Given exercise: Please identify each line of the material below that contains the word "apartment" and copy every such line.

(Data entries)
--- Begin ---

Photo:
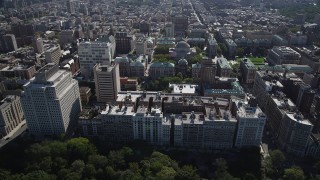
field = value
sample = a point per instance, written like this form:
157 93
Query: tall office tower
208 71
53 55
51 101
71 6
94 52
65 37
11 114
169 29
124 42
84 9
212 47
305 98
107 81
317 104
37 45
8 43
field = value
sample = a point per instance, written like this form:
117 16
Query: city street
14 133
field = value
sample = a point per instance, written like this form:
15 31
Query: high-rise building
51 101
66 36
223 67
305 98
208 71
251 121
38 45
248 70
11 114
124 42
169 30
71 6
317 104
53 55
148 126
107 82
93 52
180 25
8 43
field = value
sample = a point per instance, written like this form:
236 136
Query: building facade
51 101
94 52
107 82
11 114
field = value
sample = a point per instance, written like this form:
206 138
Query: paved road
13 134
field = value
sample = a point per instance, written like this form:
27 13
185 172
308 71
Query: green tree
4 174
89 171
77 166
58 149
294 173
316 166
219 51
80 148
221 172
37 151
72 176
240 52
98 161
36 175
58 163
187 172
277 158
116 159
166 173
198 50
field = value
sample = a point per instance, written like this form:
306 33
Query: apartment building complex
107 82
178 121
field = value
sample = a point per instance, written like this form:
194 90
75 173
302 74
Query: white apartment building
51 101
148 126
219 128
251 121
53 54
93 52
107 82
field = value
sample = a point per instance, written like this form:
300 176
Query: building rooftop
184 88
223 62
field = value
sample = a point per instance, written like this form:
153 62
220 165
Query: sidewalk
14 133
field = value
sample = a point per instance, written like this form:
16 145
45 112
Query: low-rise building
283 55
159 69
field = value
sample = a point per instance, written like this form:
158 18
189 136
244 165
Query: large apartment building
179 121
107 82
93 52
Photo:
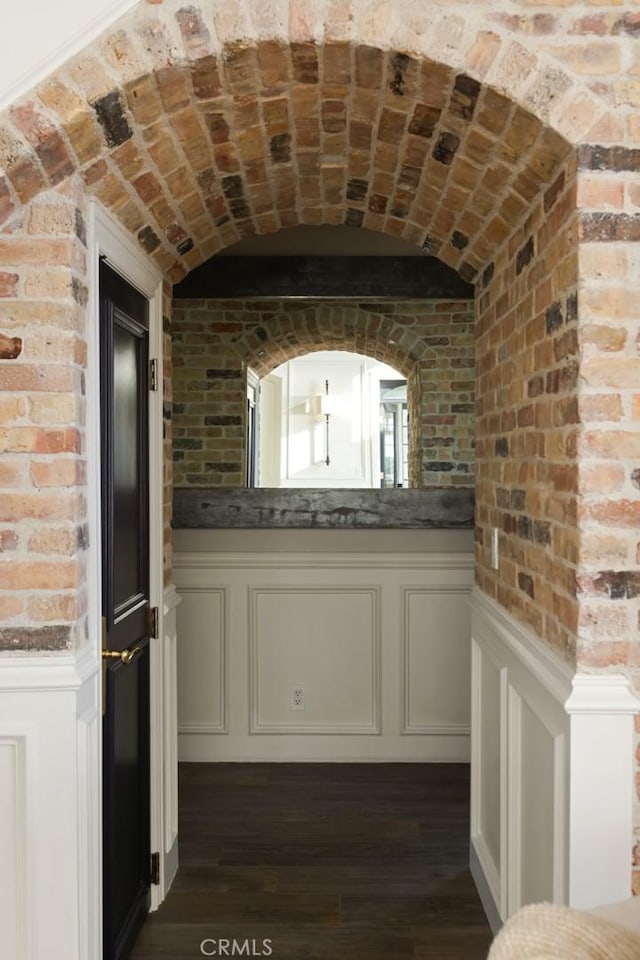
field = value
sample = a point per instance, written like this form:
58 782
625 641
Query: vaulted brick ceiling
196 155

--- End ---

Result of the exercise:
Query: apartment building complex
Query: white apartment building
Query: large apartment building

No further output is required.